> [Data listing]:

============

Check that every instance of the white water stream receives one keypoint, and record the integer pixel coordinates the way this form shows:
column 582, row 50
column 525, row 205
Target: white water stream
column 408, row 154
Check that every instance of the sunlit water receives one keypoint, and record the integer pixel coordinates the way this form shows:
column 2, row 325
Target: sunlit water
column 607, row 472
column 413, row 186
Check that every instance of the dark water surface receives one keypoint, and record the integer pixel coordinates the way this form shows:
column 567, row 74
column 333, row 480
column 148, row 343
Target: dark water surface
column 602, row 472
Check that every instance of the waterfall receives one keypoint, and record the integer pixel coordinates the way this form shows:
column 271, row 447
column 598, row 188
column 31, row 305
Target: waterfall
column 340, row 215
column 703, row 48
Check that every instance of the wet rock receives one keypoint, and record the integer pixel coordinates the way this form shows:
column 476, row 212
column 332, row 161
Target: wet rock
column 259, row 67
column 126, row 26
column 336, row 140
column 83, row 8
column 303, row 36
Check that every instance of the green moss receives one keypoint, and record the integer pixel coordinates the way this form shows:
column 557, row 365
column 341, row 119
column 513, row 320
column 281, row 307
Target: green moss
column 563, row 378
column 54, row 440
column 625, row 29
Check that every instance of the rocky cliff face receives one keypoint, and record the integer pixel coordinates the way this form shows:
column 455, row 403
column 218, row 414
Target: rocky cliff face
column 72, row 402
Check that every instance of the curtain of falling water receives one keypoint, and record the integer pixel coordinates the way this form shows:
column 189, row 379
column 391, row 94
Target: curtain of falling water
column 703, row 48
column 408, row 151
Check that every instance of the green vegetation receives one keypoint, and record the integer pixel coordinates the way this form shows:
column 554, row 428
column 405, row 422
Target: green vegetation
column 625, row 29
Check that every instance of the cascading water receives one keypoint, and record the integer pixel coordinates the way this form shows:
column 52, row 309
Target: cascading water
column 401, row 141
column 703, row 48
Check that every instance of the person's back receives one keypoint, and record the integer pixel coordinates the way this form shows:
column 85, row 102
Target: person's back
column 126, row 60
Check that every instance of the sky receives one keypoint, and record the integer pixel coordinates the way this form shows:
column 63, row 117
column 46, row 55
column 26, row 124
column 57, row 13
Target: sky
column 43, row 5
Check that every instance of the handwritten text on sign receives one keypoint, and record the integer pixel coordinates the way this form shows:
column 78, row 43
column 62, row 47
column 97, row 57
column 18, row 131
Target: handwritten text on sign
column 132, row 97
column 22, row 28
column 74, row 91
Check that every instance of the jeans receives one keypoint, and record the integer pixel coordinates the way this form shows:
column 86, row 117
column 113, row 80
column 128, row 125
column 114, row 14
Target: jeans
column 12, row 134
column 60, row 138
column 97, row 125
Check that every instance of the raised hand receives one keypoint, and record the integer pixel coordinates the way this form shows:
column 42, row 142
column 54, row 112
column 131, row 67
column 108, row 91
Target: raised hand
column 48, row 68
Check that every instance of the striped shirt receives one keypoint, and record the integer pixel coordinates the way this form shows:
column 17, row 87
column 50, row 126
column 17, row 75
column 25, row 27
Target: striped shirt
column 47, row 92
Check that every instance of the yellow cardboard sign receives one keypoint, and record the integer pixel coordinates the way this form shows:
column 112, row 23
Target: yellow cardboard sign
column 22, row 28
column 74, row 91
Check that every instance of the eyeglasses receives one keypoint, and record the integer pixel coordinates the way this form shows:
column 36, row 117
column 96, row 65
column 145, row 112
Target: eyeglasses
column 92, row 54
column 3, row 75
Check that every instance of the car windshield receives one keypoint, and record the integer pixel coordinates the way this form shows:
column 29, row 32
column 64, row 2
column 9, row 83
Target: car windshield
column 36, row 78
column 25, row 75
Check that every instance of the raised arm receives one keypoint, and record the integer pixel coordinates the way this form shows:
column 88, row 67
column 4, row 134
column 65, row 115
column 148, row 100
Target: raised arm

============

Transcribe all of the material exactly as it was written.

Check that every instance of the white water stream receives one keypoint, and record the integer pixel coordinates the way this form shows:
column 582, row 50
column 525, row 205
Target: white water stream
column 408, row 154
Check that every instance of the sunlit water receives one keypoint, and record the integer pixel coordinates the way this form shows:
column 2, row 325
Target: sunlit water
column 607, row 472
column 413, row 186
Check that every instance of the dark water surface receives one keypoint, and record the integer pixel coordinates the way this form shows:
column 567, row 74
column 333, row 480
column 148, row 343
Target: dark water surface
column 602, row 472
Check that every instance of the waterfall receives one keypoint, and record the integer pixel coordinates the way this form shows:
column 271, row 447
column 598, row 188
column 31, row 305
Target: waterfall
column 340, row 215
column 703, row 48
Check that every instance of the wet rock receives one keypoint, and record the integer pixel coordinates the way this form shows:
column 476, row 212
column 332, row 161
Target: wet rock
column 259, row 67
column 126, row 26
column 336, row 140
column 83, row 8
column 303, row 36
Check that every instance of the green moss receives one keypoint, and record the integer pixel coordinates the way this form shows:
column 557, row 365
column 341, row 119
column 513, row 320
column 281, row 307
Target: green moss
column 563, row 378
column 54, row 440
column 625, row 29
Check that every instance of the rocky cliff face receives one keypoint, and record the integer pixel coordinates the way this form shows:
column 455, row 403
column 218, row 414
Target: rocky cliff face
column 72, row 402
Check that every instance of the curtain of falling water receives one keypoint, and record the integer pixel coordinates the way this form shows:
column 189, row 379
column 391, row 94
Target: curtain of falling water
column 703, row 48
column 408, row 151
Check that every instance of the green vegetation receives one keypoint, and record the integer pixel coordinates the way this form shows:
column 554, row 428
column 405, row 422
Target: green vegetation
column 625, row 29
Check that every instance of the cascading water receives one keypoint, and record the integer pixel coordinates the way this form shows:
column 52, row 309
Target: cascading water
column 401, row 141
column 703, row 48
Check that every instance of the person's back receives one keypoint, and record the integer pixel coordinates the way this form shows:
column 85, row 102
Target: person's back
column 126, row 60
Check that every instance of the sky receives one keypoint, and record the integer pixel coordinates the way this form shows:
column 63, row 117
column 46, row 55
column 26, row 124
column 57, row 13
Target: sky
column 43, row 5
Check that every instance of the handwritten text on sign receives one keypoint, and record the integer pixel coordinates the way this form shows:
column 78, row 43
column 62, row 47
column 97, row 57
column 18, row 131
Target: handwritten text on sign
column 132, row 97
column 22, row 28
column 74, row 91
Check that every instance of the jeans receives one keypoint, and record the integer pixel coordinates the way this form shows:
column 86, row 117
column 113, row 80
column 128, row 125
column 114, row 14
Target: jeans
column 12, row 134
column 60, row 138
column 97, row 125
Check that every instance of the raised hand receives one keypoint, and record the integer pixel coordinates the way this form shows:
column 42, row 142
column 54, row 112
column 131, row 67
column 108, row 91
Target: raised hand
column 48, row 68
Check that every instance of the striped shirt receives one keypoint, and record the integer pixel coordinates the way this form shows:
column 17, row 87
column 50, row 126
column 17, row 75
column 25, row 27
Target: striped shirt
column 47, row 92
Check that every instance of the yellow cardboard sign receives one keypoint, and record the integer pixel coordinates the way this form shows:
column 112, row 23
Target: yellow cardboard sign
column 22, row 28
column 74, row 91
Check that every instance of the eyeglasses receives one keypoint, and record the integer pixel coordinates the way this form shows:
column 36, row 117
column 96, row 65
column 145, row 112
Target: eyeglasses
column 92, row 54
column 3, row 75
Check that every instance of the car windshield receives one keypoint, and record the integer pixel coordinates the way this form shows:
column 29, row 32
column 64, row 2
column 9, row 83
Target: car windshield
column 36, row 78
column 25, row 75
Check that every instance of the raised arm receives one keypoint, and record the integer pixel coordinates the way this form shows:
column 88, row 67
column 4, row 134
column 65, row 115
column 148, row 100
Target: raised arm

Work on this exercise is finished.